- _Text shown_
== == ==

By 1958, Ray had turned his extra-marital affections to Margie Hendrix. Margie supplanted Mary Ann Fisher, who left Ray’s employ sometime during that year. The Cookies were becoming a more and more prominent feature of Ray’s music to the point that he decided that they should become more of a permanent fixture, with a change of name. Two names were suggested, the Raelets or the Silver Bells, with the latter quickly rejected by Ms Hendrix.

From the Cookies, Darlene McCrea and Margie Hendrix became Raelets and Dorothy Jones, who was pregnant at the time, declined the offer to join the new group. The Cookies ceased as a group – but a new version was resurrected in 1961 (see Footnote).

Darlene and Margie were joined by, amongst others, Pat Lyles and Gwendolyn Berry, to be one of the first formations of The Raelets, who were sometimes billed as The Raeletts before The Raelettes became the universally accepted name. Margie Hendrix said that the group was never The Raylettes and that any such spelling of the name was a mistake, even though that version appeared on several records.

Many factors were at play regarding the personnel of the Raelettes. Different girls were used at different events, substitutes sometimes had to be found, personnel numbers varied and some changes were enforced by other factors. Ray’s affair with Margie produced a son in 1959 but it curtailed her musical activities for a short while.

Ray’s marriage to Bea lasted until 1977 and it produced two more sons in 1958 and 1960 but he had two more children by different ex-Raelettes in 1961 and 1963. This was one of the factors that played havoc with the permanency of group members. There is an apocryphal story that to become a Raelette they had to ‘let Ray’! Years later, when asked about that subject, he did not totally deny it, saying that he liked to have a close relationship with all the girls but it was not an absolute condition of being a member!

== == ==

- _Supplied entries_
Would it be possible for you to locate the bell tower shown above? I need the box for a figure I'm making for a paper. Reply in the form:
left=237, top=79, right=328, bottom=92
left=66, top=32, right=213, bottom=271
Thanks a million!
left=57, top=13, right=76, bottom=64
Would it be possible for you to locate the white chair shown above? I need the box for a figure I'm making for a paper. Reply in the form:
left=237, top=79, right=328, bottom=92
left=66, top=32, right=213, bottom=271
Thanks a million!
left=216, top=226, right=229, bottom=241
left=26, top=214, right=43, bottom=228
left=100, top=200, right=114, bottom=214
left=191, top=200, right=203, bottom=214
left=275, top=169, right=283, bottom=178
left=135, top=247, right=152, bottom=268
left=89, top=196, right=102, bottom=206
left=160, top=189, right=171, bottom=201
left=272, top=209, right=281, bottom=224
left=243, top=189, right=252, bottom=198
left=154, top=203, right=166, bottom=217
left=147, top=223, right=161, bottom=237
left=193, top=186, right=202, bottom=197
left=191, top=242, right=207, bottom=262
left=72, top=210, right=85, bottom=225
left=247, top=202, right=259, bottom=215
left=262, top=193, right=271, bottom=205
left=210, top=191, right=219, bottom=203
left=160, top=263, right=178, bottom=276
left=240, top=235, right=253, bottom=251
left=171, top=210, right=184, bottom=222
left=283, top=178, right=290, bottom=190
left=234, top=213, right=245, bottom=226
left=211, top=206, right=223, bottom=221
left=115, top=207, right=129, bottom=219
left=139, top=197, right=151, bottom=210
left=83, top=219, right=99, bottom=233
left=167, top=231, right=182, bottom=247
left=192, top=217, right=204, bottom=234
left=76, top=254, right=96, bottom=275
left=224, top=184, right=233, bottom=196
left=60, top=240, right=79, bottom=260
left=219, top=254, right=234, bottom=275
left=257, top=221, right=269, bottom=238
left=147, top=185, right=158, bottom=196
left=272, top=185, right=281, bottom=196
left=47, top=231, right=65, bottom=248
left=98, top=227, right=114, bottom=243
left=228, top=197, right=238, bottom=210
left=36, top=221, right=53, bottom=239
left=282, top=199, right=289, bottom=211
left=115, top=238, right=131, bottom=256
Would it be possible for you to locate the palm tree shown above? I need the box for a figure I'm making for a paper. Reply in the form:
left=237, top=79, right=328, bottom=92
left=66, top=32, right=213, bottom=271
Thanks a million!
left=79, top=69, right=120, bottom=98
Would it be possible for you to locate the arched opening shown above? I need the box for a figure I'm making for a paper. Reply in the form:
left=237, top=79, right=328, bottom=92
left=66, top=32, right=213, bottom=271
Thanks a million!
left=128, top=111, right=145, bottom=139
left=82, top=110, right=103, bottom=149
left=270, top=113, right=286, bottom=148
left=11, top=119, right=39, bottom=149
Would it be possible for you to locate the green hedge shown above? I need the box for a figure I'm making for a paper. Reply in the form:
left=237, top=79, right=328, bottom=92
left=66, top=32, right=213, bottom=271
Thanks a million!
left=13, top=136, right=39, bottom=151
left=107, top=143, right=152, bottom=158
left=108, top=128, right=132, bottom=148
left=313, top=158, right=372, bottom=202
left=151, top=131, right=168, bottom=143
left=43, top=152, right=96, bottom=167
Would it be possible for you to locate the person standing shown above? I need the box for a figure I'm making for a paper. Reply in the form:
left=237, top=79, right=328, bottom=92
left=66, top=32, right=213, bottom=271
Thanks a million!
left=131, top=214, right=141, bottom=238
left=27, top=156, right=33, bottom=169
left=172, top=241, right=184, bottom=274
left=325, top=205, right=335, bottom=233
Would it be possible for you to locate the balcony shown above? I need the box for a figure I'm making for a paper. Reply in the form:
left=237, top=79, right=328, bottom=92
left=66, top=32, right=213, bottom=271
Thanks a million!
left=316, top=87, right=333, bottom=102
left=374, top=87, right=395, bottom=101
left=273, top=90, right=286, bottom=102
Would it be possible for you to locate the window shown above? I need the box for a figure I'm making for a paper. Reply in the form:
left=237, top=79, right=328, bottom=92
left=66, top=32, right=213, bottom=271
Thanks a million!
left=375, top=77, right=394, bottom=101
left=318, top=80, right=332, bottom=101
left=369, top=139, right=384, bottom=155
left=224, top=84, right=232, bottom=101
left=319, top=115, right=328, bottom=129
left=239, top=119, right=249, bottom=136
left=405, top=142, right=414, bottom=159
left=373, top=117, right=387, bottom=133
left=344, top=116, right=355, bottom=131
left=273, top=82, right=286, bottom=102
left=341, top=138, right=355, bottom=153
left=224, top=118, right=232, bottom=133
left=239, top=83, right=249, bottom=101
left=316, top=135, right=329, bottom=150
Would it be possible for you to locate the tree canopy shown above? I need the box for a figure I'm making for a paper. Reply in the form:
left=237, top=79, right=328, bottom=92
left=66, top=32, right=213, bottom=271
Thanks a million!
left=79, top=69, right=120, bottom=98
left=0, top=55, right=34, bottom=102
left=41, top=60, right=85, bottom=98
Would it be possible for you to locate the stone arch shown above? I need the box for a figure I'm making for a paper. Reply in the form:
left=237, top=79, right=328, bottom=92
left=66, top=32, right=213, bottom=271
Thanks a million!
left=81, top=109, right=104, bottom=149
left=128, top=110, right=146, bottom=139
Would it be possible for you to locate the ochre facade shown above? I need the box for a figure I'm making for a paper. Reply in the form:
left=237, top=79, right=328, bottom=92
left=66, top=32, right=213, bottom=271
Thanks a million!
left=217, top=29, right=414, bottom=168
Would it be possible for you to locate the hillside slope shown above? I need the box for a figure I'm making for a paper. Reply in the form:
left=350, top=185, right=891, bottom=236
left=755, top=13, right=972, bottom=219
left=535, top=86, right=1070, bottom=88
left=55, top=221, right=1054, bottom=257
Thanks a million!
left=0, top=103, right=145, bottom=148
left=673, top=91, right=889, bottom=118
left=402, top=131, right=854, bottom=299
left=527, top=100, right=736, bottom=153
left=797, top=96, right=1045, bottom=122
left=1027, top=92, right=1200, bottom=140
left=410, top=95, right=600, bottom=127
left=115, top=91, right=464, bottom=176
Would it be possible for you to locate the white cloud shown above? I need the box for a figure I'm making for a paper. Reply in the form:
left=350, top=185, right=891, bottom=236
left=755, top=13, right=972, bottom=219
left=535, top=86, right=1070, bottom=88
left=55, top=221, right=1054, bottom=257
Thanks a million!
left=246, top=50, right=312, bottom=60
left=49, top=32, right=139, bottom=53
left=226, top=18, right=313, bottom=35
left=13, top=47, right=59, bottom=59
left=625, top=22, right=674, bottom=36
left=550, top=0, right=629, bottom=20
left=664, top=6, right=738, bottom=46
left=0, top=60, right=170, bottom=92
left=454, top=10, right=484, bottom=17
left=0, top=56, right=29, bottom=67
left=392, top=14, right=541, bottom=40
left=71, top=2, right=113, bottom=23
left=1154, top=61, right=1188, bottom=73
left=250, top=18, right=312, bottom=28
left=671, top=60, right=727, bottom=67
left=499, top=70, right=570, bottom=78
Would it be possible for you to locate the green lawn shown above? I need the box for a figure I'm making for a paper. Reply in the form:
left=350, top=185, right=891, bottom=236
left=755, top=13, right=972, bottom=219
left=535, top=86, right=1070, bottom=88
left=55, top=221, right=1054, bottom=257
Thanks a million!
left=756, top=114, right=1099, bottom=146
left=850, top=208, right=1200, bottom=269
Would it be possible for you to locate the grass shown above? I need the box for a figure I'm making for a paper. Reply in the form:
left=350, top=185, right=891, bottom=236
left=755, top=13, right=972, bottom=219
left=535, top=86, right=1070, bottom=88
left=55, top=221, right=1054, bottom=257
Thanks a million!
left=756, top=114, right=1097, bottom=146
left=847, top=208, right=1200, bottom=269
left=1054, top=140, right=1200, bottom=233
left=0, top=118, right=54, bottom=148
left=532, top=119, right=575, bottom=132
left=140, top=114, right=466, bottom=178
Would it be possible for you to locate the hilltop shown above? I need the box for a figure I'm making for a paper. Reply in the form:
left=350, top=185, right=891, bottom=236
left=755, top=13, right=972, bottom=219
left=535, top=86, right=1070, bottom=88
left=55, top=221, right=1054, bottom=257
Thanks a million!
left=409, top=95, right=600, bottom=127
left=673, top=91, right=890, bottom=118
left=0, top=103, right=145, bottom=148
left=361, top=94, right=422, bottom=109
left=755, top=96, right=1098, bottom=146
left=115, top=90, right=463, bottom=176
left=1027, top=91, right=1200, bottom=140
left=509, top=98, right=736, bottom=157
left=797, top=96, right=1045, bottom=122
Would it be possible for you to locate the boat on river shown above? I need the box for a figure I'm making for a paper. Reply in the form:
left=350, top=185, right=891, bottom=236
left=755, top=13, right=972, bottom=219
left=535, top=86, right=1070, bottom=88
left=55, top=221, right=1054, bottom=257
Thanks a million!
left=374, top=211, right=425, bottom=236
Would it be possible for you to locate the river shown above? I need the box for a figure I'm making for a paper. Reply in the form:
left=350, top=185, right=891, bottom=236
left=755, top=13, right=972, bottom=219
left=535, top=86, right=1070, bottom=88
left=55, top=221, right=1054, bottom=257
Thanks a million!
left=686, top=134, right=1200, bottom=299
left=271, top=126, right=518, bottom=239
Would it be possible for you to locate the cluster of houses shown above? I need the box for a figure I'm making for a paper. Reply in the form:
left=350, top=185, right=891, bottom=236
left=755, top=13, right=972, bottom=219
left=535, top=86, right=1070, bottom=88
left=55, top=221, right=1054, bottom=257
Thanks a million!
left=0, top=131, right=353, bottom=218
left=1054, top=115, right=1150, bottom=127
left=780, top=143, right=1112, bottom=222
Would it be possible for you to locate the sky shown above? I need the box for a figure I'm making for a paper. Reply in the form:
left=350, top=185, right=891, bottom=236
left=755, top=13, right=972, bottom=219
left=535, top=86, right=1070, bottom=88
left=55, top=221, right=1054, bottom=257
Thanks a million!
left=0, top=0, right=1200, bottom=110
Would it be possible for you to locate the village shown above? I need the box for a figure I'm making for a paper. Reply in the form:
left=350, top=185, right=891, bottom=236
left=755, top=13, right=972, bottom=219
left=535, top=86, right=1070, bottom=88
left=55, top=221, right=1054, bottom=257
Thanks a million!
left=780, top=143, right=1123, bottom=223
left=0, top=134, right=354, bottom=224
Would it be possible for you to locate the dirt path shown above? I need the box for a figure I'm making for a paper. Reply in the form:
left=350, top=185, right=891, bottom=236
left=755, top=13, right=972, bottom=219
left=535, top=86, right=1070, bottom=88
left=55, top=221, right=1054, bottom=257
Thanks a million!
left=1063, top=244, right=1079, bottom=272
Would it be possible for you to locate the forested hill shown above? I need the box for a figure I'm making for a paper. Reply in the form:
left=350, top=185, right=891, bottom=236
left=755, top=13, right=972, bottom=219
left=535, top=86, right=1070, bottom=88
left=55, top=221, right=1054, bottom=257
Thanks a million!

== == ==

- _Set tasks_
#1 Please answer these about the Raelettes text:
(a) Which two names were suggested for the group?
(b) Which member of the Cookies declined the offer to join the new group?
(c) Until what year did Ray's marriage to Bea last?
#2 Copy everything in the Raelettes text from "Many factors were" down to "being a member!", replacing "apocryphal" with "unconfirmed".

- _Answers to the exercises_
#1
(a) The Raelets or the Silver Bells.
(b) Dorothy Jones.
(c) 1977.

#2
Many factors were at play regarding the personnel of the Raelettes. Different girls were used at different events, substitutes sometimes had to be found, personnel numbers varied and some changes were enforced by other factors. Ray’s affair with Margie produced a son in 1959 but it curtailed her musical activities for a short while.

Ray’s marriage to Bea lasted until 1977 and it produced two more sons in 1958 and 1960 but he had two more children by different ex-Raelettes in 1961 and 1963. This was one of the factors that played havoc with the permanency of group members. There is an unconfirmed story that to become a Raelette they had to ‘let Ray’! Years later, when asked about that subject, he did not totally deny it, saying that he liked to have a close relationship with all the girls but it was not an absolute condition of being a member!